▶ [EXERCISE DESCRIPTION]: Please print exactly the lines running from the one that contains "Expected: a single pin indicated on each instance of the grass" to the end of the data, with both lines included.

----

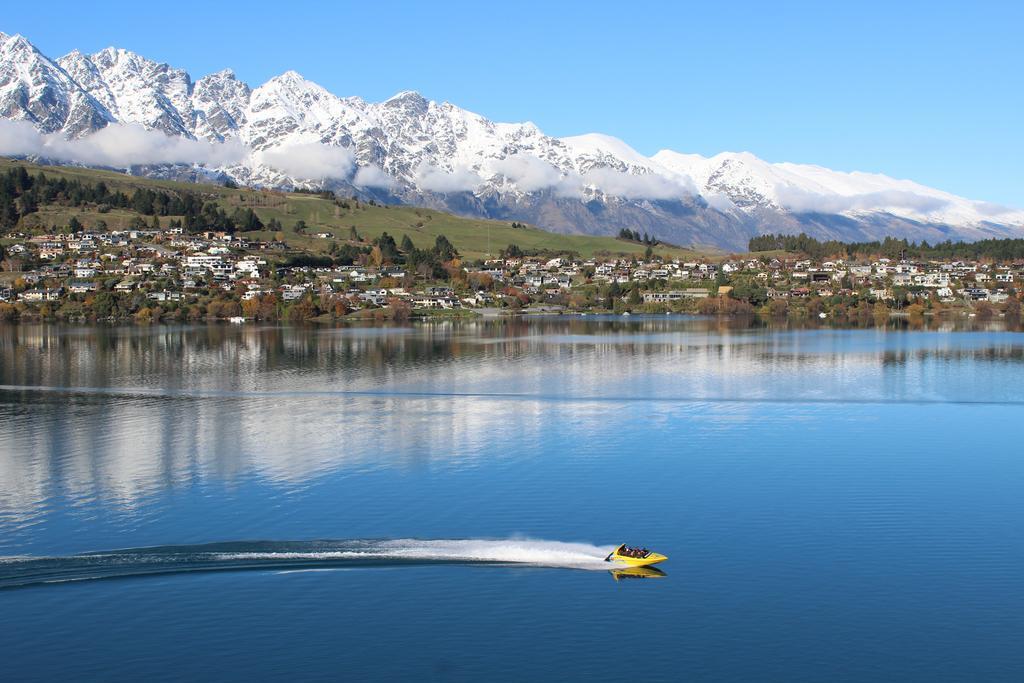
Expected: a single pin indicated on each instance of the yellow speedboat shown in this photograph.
(634, 557)
(623, 573)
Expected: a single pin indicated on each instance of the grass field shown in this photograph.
(472, 237)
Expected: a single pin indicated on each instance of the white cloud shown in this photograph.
(990, 209)
(802, 201)
(640, 185)
(528, 173)
(310, 161)
(433, 179)
(118, 145)
(373, 176)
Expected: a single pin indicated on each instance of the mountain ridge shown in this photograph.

----

▶ [TASK RESULT]:
Expected: a single pin indicated on each instance of the grass field shown in this photograph.
(472, 237)
Expected: a single pin indicated on each instance of the white cloud shown in this photograph.
(990, 209)
(802, 201)
(640, 185)
(528, 173)
(310, 161)
(433, 179)
(118, 145)
(373, 176)
Expected: a single pin indicated on each instance of the mountain ridge shown in this photograph.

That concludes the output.